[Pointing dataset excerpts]
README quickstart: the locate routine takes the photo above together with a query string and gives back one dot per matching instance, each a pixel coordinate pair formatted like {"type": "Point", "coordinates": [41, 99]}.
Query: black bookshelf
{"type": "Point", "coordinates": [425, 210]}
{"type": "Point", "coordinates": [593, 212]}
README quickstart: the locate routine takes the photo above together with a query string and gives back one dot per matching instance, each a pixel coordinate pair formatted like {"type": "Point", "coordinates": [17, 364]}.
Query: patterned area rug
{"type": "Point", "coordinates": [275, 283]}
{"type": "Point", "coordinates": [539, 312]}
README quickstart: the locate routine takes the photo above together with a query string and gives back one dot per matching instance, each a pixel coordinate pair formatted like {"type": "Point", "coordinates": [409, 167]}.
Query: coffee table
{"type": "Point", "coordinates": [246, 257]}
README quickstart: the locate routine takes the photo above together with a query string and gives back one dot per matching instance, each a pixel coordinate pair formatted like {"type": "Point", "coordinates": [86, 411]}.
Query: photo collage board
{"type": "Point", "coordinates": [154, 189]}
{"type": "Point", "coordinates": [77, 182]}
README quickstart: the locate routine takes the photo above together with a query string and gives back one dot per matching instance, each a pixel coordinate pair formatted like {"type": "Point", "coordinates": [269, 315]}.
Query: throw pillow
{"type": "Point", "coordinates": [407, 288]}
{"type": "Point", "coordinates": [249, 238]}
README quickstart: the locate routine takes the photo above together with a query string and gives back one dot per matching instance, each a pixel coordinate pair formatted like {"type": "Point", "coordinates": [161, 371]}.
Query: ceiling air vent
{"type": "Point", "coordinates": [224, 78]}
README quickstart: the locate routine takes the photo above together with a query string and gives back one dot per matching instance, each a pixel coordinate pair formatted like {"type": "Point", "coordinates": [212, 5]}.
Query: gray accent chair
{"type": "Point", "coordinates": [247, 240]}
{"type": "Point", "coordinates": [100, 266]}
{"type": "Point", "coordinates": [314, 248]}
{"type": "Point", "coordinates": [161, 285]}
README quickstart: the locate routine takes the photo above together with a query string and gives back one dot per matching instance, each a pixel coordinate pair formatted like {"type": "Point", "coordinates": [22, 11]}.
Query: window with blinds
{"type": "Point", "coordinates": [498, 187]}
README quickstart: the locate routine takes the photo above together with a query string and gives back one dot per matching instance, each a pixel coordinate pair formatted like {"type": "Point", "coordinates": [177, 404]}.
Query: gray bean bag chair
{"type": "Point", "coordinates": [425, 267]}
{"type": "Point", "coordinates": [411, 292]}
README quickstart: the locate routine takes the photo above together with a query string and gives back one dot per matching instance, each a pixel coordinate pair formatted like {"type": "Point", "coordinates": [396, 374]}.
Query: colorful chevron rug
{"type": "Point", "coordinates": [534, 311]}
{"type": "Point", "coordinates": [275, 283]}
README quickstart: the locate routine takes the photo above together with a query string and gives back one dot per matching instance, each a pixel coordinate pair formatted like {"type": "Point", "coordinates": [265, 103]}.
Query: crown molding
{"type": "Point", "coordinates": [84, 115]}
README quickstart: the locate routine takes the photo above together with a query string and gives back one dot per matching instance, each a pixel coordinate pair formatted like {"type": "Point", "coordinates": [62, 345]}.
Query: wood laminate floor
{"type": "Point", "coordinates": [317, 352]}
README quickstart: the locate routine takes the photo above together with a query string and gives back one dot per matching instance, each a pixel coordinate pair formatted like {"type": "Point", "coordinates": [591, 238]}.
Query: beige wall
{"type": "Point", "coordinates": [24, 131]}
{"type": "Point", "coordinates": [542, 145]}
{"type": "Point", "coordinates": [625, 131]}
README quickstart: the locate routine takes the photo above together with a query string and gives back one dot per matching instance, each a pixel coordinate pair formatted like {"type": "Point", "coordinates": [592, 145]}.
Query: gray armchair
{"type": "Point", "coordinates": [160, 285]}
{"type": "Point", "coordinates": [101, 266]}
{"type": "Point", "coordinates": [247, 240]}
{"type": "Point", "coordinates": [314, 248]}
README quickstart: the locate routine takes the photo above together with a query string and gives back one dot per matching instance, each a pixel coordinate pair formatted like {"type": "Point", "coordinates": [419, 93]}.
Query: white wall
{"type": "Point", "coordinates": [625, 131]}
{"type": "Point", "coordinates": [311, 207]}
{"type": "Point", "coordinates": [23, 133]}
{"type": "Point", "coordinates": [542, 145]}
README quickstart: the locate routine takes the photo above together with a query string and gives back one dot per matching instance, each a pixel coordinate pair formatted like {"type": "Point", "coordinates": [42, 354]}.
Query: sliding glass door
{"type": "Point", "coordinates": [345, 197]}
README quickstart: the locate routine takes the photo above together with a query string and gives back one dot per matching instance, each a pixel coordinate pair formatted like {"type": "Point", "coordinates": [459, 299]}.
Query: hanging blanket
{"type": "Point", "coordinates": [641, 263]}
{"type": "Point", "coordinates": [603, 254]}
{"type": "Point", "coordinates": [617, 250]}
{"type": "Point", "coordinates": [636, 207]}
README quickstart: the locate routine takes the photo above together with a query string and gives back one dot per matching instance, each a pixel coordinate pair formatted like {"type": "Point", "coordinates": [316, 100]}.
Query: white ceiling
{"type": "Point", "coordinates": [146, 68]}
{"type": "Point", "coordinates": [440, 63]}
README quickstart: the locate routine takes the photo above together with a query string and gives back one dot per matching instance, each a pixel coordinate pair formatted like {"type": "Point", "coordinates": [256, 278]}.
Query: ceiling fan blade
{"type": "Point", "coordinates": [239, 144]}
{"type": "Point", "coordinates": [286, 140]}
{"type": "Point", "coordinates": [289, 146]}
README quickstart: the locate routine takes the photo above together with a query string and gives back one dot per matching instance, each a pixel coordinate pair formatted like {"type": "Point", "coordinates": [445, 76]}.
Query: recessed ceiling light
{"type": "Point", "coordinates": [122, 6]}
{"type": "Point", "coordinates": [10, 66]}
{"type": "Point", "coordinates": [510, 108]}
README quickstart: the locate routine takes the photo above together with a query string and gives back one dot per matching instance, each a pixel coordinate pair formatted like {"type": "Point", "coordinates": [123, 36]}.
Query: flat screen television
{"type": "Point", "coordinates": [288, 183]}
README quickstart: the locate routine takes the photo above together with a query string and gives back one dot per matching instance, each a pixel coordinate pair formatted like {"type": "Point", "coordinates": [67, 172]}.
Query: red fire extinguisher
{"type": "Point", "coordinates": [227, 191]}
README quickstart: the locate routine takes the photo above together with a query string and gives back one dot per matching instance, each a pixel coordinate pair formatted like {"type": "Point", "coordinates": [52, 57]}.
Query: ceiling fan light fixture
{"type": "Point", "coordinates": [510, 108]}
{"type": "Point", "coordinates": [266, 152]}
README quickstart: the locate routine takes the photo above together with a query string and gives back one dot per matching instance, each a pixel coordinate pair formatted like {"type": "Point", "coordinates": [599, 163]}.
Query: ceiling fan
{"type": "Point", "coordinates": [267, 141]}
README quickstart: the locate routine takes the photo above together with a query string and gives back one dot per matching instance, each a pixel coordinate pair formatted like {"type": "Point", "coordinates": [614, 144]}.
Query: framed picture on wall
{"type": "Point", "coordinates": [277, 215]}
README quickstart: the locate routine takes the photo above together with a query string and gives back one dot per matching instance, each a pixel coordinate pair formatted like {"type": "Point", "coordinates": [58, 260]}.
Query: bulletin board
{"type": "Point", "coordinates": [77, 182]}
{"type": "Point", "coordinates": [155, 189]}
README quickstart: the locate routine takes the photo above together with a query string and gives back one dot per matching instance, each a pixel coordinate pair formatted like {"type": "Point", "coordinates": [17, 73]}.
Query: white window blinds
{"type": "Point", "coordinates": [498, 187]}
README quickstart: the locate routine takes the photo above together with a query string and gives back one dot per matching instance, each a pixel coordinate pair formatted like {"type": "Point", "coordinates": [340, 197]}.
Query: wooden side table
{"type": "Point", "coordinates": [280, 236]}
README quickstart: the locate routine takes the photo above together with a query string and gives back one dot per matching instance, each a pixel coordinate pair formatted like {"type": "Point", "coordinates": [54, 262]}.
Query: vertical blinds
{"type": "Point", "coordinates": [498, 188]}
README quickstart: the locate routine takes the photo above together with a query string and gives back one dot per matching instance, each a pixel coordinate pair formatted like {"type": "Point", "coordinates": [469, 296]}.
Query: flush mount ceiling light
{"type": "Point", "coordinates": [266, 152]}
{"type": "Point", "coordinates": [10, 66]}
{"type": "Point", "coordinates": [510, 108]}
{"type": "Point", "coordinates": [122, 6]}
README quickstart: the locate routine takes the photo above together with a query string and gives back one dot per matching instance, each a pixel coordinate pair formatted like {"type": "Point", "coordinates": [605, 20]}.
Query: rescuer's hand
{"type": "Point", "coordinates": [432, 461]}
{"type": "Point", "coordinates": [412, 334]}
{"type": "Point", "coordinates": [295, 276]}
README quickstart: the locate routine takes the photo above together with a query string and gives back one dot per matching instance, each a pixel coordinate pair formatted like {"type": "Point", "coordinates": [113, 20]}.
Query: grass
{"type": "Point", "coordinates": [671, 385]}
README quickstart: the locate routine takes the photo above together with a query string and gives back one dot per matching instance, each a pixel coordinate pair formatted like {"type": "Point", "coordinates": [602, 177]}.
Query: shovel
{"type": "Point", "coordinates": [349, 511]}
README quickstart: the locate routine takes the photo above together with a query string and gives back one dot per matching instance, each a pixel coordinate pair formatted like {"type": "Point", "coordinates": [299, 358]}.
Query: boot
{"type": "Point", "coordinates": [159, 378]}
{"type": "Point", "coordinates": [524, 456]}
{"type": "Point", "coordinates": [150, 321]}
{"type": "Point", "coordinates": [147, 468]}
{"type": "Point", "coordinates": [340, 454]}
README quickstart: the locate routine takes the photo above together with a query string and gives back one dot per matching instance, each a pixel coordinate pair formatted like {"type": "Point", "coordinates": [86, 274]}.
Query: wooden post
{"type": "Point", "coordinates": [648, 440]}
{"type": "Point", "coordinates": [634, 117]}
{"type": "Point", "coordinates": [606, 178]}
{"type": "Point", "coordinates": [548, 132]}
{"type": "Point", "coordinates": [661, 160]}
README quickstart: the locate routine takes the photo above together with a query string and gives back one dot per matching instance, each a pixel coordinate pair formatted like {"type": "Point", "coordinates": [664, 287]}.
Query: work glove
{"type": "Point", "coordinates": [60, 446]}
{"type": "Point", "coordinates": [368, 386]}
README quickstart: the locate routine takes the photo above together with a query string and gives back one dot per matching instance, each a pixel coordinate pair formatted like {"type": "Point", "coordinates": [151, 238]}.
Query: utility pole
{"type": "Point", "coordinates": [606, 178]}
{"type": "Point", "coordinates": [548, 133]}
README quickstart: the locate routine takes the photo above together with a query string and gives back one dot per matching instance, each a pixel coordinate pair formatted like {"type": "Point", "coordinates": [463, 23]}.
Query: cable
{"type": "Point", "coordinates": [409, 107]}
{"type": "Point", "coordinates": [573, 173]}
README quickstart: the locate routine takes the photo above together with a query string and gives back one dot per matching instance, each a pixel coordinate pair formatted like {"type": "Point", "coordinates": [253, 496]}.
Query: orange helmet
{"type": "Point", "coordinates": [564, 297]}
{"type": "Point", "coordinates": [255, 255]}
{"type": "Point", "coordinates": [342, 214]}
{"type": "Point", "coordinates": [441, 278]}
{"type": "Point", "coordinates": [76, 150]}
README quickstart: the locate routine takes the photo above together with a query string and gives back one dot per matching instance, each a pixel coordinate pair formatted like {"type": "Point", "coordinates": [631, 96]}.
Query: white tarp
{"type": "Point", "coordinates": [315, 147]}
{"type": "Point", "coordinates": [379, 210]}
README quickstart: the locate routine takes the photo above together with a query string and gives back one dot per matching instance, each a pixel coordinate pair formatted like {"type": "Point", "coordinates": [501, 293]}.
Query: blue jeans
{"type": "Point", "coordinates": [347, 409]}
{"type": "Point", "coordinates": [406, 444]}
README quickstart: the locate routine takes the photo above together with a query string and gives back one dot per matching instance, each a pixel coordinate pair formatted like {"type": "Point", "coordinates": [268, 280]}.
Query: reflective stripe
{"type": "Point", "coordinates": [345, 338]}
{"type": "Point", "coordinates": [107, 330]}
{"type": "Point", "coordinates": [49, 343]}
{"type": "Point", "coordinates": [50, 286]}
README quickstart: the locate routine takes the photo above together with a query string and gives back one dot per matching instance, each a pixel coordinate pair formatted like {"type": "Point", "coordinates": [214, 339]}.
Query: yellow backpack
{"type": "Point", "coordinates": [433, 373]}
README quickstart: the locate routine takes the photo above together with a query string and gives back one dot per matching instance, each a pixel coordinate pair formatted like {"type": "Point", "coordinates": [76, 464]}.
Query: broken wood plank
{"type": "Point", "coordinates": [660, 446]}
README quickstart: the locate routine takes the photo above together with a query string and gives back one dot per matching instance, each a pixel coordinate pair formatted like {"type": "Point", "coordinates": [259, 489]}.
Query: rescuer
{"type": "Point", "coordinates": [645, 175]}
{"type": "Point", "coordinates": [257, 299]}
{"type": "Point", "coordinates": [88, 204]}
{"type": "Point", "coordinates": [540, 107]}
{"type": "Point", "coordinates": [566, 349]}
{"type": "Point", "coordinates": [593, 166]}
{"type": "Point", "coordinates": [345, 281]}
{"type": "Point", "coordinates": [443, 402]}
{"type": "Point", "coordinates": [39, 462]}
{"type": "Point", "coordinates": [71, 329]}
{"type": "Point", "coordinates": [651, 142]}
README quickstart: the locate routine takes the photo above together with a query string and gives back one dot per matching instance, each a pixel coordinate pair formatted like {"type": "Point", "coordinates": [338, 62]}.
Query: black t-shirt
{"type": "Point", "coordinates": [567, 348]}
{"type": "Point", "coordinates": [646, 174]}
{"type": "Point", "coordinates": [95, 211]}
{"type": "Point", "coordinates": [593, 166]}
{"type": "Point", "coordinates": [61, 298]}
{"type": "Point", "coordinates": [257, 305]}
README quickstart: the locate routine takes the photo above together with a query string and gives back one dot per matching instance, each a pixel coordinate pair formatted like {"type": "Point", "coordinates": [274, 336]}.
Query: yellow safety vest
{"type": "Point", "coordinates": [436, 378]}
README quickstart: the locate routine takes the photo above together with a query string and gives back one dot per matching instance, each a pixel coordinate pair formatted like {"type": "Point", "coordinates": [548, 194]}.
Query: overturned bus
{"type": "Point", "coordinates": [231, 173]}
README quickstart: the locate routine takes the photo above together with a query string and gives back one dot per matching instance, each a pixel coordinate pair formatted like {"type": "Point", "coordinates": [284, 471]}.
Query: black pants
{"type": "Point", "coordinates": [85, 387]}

[Stated task] Rewrite the lines running from the start of the items through the line that contains "Query: black bookshelf", inclusive, changing "bookshelf" to "bookcase" and leaving everything else as it is.

[Result]
README quickstart: the locate routine takes the photo above together with a query string and gives back one dot per matching instance, each a pixel coordinate pair formatted like {"type": "Point", "coordinates": [41, 99]}.
Query: black bookcase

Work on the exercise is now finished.